> [Challenge] Starting at the line that contains "Annotation guideline: for each instance of the upper" and continuing through the end of the records, render those lines as a numbered list, omitting any blank lines.

> [Supplied entries]
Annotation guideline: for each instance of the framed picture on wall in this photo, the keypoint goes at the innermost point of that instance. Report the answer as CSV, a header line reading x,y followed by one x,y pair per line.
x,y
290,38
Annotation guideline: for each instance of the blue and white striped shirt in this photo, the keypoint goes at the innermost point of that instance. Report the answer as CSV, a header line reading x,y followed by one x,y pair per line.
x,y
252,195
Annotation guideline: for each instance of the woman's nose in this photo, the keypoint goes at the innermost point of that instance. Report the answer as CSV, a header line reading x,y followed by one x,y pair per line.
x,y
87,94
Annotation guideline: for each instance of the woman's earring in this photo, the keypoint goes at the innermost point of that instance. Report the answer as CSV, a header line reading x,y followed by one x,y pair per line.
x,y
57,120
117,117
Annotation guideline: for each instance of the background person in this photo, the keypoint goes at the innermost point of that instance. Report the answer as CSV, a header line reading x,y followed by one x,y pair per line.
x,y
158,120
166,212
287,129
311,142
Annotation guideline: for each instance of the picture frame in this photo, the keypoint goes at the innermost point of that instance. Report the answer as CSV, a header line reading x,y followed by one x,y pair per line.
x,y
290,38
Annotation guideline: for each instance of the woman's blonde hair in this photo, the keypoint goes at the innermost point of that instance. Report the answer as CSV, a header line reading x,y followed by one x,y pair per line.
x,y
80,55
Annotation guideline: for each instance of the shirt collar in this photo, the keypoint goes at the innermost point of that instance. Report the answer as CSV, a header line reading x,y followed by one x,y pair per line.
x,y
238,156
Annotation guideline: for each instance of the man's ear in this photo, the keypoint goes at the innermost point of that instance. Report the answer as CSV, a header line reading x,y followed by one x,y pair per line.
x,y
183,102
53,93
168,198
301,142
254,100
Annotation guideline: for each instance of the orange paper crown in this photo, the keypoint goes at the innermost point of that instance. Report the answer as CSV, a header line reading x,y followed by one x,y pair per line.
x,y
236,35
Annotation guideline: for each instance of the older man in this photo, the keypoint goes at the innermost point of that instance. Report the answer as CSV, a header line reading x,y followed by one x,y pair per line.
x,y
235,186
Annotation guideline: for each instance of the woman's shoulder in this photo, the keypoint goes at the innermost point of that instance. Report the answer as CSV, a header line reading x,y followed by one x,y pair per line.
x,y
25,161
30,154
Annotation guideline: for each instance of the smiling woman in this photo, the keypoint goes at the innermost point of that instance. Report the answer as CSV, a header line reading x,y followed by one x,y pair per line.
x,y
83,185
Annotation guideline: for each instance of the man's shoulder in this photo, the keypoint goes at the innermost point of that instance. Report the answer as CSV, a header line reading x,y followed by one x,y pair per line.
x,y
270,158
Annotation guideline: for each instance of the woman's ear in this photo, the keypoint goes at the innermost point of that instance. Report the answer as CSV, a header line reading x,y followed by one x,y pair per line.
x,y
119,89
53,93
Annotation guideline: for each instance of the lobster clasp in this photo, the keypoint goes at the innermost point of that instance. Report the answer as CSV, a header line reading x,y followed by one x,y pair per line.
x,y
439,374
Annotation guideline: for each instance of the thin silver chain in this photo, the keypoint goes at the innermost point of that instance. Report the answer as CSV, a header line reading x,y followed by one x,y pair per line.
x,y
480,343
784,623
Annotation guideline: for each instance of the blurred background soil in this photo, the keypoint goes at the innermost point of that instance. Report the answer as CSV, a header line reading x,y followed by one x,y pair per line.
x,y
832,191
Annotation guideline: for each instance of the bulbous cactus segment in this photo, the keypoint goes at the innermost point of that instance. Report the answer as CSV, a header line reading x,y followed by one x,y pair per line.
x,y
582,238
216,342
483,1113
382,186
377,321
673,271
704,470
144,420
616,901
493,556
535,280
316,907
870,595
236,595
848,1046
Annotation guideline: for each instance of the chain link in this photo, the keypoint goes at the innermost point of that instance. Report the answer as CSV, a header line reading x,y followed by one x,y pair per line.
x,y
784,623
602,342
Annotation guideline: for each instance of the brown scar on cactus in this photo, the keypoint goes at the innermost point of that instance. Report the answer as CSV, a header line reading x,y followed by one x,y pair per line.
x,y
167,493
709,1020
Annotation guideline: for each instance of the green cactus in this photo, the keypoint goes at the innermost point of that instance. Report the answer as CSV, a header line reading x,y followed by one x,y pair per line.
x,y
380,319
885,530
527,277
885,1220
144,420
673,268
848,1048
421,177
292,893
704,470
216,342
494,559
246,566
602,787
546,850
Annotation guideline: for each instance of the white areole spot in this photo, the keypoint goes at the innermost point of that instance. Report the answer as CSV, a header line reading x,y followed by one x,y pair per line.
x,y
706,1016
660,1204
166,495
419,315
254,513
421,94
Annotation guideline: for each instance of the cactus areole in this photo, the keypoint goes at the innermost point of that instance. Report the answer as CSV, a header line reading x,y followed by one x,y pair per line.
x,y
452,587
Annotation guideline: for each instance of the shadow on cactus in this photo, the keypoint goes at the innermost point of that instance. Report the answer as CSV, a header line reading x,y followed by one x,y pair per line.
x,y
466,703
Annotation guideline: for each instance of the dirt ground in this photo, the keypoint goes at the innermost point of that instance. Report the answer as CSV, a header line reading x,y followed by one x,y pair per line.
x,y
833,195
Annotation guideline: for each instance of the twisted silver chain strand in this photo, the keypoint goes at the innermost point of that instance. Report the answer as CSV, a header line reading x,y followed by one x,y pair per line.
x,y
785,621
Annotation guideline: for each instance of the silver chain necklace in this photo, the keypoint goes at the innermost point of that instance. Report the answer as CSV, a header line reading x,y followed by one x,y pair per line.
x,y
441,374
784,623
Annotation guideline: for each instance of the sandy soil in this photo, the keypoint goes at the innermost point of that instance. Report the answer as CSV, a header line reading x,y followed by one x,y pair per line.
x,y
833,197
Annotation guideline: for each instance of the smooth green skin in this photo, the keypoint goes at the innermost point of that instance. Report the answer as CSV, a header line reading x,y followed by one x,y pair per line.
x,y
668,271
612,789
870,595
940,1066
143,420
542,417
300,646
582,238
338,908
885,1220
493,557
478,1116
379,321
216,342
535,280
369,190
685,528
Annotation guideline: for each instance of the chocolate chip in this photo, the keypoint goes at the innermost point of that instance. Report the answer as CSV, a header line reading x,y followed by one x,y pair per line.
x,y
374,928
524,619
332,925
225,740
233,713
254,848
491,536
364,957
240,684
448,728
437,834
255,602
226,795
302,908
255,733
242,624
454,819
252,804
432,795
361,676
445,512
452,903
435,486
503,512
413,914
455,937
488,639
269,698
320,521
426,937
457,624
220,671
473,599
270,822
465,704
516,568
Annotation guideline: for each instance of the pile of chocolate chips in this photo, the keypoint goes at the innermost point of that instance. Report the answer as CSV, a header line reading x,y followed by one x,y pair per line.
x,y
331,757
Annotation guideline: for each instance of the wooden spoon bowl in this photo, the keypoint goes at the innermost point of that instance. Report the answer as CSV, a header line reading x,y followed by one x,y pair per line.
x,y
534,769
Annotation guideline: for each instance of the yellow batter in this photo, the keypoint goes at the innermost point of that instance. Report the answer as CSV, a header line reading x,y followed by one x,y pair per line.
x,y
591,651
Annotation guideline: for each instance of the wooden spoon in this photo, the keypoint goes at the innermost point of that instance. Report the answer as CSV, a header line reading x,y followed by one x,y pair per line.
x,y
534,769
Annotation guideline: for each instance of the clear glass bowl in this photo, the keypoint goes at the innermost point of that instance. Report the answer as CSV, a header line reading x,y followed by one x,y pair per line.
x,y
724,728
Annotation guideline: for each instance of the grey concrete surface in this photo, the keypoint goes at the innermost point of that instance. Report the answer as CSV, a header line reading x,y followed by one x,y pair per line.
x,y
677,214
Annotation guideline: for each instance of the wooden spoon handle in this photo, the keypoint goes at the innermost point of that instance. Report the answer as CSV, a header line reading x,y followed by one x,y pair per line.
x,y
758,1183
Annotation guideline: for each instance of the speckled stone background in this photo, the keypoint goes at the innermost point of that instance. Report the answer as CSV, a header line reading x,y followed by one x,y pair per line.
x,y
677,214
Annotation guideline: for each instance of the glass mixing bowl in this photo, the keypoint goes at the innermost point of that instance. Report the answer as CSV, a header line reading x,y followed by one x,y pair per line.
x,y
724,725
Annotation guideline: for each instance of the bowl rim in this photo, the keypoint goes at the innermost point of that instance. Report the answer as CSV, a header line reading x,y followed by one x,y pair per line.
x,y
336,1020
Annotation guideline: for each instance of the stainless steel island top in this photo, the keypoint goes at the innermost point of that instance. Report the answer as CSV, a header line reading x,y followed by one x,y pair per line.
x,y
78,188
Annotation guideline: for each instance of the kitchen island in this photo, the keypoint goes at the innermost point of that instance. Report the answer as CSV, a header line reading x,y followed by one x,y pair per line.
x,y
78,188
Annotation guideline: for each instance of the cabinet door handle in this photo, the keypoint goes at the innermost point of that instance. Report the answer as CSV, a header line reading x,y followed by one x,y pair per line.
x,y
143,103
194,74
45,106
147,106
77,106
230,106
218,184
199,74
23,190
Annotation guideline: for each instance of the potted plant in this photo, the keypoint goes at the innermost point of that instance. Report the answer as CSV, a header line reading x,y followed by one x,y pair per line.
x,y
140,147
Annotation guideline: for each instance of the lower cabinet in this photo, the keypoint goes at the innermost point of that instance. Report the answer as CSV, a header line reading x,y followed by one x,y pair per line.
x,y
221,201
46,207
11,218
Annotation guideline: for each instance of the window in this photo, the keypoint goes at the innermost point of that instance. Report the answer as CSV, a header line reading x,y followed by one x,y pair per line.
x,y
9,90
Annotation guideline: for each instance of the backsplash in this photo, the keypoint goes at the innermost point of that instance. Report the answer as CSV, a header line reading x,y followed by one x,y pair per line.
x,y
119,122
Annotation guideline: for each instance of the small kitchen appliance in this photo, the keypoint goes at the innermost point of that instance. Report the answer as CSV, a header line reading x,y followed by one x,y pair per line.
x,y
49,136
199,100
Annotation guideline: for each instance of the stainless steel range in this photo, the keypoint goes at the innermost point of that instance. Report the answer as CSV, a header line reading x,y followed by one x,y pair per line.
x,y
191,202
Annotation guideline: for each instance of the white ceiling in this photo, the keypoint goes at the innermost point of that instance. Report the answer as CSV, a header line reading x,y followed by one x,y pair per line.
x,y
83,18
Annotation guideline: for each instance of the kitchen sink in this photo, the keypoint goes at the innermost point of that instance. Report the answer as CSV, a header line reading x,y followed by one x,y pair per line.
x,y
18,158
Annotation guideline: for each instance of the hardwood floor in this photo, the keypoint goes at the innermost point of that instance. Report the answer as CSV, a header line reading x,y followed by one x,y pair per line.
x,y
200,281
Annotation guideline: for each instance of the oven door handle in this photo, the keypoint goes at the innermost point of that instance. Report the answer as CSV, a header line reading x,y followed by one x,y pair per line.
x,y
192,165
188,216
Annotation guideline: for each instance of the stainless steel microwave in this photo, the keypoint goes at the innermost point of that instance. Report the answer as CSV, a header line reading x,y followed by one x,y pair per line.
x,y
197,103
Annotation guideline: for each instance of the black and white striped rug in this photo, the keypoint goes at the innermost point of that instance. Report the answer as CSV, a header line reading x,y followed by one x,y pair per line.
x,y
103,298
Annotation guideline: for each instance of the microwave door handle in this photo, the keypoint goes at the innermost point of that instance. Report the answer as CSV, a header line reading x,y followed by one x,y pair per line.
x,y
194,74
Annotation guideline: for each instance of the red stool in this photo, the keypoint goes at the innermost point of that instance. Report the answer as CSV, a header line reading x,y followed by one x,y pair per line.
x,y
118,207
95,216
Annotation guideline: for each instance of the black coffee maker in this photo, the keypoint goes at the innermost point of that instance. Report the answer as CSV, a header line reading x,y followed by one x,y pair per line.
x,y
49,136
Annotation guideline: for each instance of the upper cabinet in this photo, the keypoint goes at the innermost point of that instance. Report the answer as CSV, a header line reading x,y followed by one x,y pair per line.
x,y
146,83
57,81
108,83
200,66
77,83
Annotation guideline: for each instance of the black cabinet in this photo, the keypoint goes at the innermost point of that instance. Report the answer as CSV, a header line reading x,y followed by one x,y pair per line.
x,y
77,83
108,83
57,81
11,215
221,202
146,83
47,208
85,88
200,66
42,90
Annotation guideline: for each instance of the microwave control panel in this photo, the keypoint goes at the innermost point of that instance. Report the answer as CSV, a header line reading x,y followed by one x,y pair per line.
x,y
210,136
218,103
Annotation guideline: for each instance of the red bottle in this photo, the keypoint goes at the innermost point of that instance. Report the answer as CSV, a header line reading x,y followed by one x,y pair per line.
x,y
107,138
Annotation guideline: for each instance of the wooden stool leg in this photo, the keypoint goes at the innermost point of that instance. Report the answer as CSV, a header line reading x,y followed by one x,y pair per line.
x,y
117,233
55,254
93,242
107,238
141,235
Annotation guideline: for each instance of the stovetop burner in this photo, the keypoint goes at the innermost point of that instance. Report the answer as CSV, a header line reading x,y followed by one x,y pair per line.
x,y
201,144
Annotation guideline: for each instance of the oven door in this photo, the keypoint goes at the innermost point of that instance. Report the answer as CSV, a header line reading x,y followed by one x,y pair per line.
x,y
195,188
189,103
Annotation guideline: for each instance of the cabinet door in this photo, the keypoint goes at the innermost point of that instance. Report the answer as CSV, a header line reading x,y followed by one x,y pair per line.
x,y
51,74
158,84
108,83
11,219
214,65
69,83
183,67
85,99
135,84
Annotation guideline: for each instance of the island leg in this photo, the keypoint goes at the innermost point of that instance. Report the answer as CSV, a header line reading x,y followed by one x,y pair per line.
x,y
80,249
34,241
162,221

> [Expected answer]
1. Annotation guideline: for each instance of the upper cabinet in this photo, the keypoint goes at the innermost point of that instance. Report the answer as CSV, a header line reading x,y followed by one x,y pair per line.
2. x,y
3. 146,83
4. 57,81
5. 108,83
6. 200,66
7. 77,83
8. Annotation guideline: for each instance of the black cabinet in this photo, the keypoint goes at the innermost point of that instance. Report the answer as CSV, a header line reading x,y followed by one x,y pair per line.
9. x,y
10. 77,83
11. 108,83
12. 57,81
13. 11,215
14. 221,202
15. 146,83
16. 47,208
17. 85,88
18. 200,66
19. 42,90
20. Annotation guideline: for each instance of the microwave control panel in this photo, the keypoint goes at the innermost point of that instance. Report the answer as CSV, a header line reading x,y followed by one x,y pair per line.
21. x,y
22. 210,136
23. 218,103
24. Annotation guideline: for each instance of the red bottle in this photo, the keypoint goes at the innermost point of that instance. Report the answer as CSV, a header line reading x,y followed by one x,y pair per line.
25. x,y
26. 107,138
27. Annotation guideline: for each instance of the wooden stool leg in this photo, the keypoint goes at the innermost point of that instance. Report the answer as CSV, a header line reading x,y followed by one x,y pair per line.
28. x,y
29. 117,233
30. 55,254
31. 93,242
32. 107,238
33. 141,235
34. Annotation guideline: for each instance of the stovetop burner in this photo, the keypoint goes at the innermost point of that instance. Report the answer as CSV, a header line reading x,y followed by one x,y pair per line.
35. x,y
36. 201,144
37. Annotation guideline: for each instance of the oven door in this photo, the keypoint goes at the innermost point of that instance. Report the answer as CSV, a header line reading x,y followed by one x,y pair per line.
38. x,y
39. 195,188
40. 189,103
41. Annotation guideline: for each instance of the cabinet door in this photo, the keypoint goes at the innermost point of that instance. Report the answer as CSV, a header line reading x,y followed by one x,y pair per line.
42. x,y
43. 51,74
44. 158,84
45. 108,83
46. 11,219
47. 214,65
48. 69,83
49. 183,67
50. 85,99
51. 135,84
52. Annotation guideline: for each instance of the island leg in this photo, the keypoint goes at the innermost point of that instance. Report the answer as CSV, a header line reading x,y followed by one x,y pair per line.
53. x,y
54. 80,249
55. 34,241
56. 162,221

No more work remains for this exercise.